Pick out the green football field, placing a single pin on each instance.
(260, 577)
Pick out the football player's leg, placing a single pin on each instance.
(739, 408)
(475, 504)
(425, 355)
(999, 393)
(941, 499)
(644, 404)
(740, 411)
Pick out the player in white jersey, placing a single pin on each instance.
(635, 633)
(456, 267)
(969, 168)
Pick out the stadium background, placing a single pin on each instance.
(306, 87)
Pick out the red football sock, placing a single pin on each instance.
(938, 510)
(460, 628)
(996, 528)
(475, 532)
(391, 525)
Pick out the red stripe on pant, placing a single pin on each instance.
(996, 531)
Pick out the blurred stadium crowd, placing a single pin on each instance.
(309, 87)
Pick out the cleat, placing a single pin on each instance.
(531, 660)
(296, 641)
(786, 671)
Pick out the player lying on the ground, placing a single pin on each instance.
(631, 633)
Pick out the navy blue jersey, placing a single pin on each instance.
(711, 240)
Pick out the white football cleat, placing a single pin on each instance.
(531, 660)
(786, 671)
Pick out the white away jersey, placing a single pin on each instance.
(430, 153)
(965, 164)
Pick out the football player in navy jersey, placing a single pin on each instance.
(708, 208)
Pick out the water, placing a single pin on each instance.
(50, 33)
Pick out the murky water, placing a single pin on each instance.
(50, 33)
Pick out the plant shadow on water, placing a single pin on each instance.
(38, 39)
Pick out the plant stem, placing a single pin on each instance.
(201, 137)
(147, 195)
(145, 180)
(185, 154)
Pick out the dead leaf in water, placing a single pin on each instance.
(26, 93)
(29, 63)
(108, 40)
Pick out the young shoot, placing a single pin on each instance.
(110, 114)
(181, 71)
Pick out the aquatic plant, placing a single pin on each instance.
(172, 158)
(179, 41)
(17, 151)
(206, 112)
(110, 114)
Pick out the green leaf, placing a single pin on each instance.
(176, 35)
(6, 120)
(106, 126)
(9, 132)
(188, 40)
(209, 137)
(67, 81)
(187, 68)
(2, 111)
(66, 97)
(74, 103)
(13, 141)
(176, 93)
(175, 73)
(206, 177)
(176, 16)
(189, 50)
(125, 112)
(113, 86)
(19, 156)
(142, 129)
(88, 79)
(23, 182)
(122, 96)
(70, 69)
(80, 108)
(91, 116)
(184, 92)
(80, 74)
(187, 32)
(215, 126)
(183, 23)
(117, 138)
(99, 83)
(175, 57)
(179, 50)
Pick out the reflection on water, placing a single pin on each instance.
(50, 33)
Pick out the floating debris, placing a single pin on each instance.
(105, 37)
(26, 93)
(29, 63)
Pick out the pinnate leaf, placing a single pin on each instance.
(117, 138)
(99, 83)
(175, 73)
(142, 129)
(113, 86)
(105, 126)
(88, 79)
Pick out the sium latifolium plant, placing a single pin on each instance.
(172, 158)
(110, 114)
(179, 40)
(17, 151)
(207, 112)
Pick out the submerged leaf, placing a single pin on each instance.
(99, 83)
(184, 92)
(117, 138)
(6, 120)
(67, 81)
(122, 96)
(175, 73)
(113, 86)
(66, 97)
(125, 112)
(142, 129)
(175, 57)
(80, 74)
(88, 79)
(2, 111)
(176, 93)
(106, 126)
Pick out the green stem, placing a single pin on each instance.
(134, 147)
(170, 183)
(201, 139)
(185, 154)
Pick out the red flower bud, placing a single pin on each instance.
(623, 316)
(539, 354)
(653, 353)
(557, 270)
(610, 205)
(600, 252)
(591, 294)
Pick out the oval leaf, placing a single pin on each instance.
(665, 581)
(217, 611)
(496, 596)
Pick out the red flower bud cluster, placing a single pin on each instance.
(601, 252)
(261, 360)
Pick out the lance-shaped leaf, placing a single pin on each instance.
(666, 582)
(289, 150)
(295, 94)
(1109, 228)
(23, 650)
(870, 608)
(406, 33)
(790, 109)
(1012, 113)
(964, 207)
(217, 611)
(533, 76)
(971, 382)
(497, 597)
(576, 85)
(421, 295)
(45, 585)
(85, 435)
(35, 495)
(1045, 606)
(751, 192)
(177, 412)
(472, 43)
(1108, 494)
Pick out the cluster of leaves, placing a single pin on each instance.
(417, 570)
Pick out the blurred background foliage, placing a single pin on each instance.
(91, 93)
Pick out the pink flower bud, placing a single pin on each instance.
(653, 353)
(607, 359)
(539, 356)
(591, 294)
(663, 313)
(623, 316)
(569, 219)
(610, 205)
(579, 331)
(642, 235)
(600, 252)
----------------
## Directive
Return the whole listing exactly.

## Task response
Pick out the green football field, placing a single pin on each instance.
(260, 577)
Pick out the football player's leg, placing a single pin on each instance.
(739, 408)
(475, 504)
(425, 355)
(999, 393)
(941, 499)
(644, 404)
(740, 411)
Pick out the player in white jersey, placing a single pin on each instance.
(635, 633)
(456, 267)
(969, 168)
Pick out the stadium background, placing a single pin on each instance.
(306, 87)
Pick out the red football sock, placing a single pin on each instance.
(938, 510)
(460, 628)
(996, 528)
(475, 532)
(391, 525)
Pick out the red stripe on pant, placing a single pin on each instance.
(996, 531)
Pick out the blurred stadium crowd, placing a single pin on each instance.
(309, 87)
Pick out the cleat, placing a single pin on each instance.
(531, 660)
(296, 641)
(786, 671)
Pick out the player lying on the ground, placing a single pin on each instance.
(631, 633)
Pick out the navy blue jersey, placing a single pin on each instance.
(711, 240)
Pick out the white football cleat, placing a single pin on each instance.
(531, 660)
(786, 671)
Pick out the white away jersey, placing a single pin on each instance.
(430, 153)
(965, 164)
Pick out the football player in navy jersey, placing a single pin on each instance.
(708, 208)
Pick out the water, placing a single pin on each instance.
(50, 33)
Pick out the murky water, placing a single pin on each instance.
(50, 33)
Pick out the plant shadow on water, placing a single pin on each instance.
(38, 39)
Pick out the plant stem, placing a single pin on each instance.
(201, 137)
(147, 195)
(145, 180)
(185, 154)
Pick out the dead leaf in water, placing a single pin on each instance.
(26, 93)
(29, 63)
(108, 40)
Pick out the young shoot, placing a single pin on each instance.
(110, 114)
(181, 71)
Pick out the aquatic plant, placing a single pin on each instance.
(172, 158)
(179, 41)
(17, 151)
(206, 112)
(110, 114)
Pick out the green leaf, placing a single pin on each instance.
(176, 35)
(6, 120)
(106, 126)
(9, 132)
(188, 40)
(209, 137)
(67, 81)
(187, 68)
(2, 111)
(66, 97)
(74, 103)
(13, 141)
(176, 93)
(175, 73)
(206, 177)
(176, 16)
(189, 50)
(125, 112)
(113, 86)
(19, 156)
(142, 129)
(88, 79)
(23, 182)
(122, 96)
(70, 69)
(80, 108)
(91, 116)
(184, 92)
(80, 74)
(187, 32)
(215, 126)
(183, 23)
(117, 138)
(99, 83)
(175, 57)
(179, 50)
Pick out the reflection on water, placing a single pin on each instance.
(50, 33)
Pick out the floating debris, placing a single pin on each instance.
(105, 37)
(26, 93)
(29, 63)
Pick out the pinnate leaf, placing a single pin on each instance.
(117, 138)
(99, 83)
(175, 73)
(142, 129)
(113, 86)
(105, 126)
(88, 79)
Pick out the sium latifolium plant, placing a single pin on each instance.
(172, 158)
(110, 114)
(179, 40)
(17, 151)
(207, 112)
Pick out the submerged leaf, placing a single pin on each instance.
(99, 83)
(184, 92)
(117, 138)
(6, 120)
(67, 81)
(122, 96)
(175, 73)
(113, 86)
(66, 97)
(125, 112)
(142, 129)
(175, 57)
(80, 74)
(88, 79)
(2, 111)
(176, 93)
(106, 126)
Pick out the green stem, placing a single pin on each instance.
(134, 147)
(170, 183)
(201, 139)
(185, 154)
Pick out the red flower bud, placing a single pin on each instance.
(623, 316)
(539, 354)
(653, 353)
(557, 270)
(610, 205)
(600, 252)
(591, 294)
Pick out the oval leaf, placing a single pin on each instance.
(665, 581)
(217, 611)
(496, 596)
Pick out the red flower bud cluster, placing a single pin on each instance.
(601, 252)
(261, 360)
Pick out the lance-shaped leaf, placing a single pin on each instance.
(666, 582)
(289, 150)
(295, 94)
(1109, 228)
(23, 650)
(870, 608)
(406, 33)
(790, 109)
(1012, 113)
(964, 207)
(217, 611)
(533, 76)
(971, 382)
(497, 597)
(576, 85)
(421, 295)
(45, 585)
(85, 435)
(35, 495)
(1045, 606)
(751, 192)
(177, 412)
(472, 43)
(1108, 494)
Pick out the cluster of leaves, placing a single pin on each instance.
(417, 570)
Pick out the blurred background foliage, placing a single pin on each instance.
(91, 93)
Pick out the pink flower bud, placing a single pin on each instance.
(653, 353)
(607, 359)
(539, 356)
(591, 294)
(663, 313)
(623, 316)
(569, 219)
(610, 205)
(579, 331)
(642, 235)
(600, 252)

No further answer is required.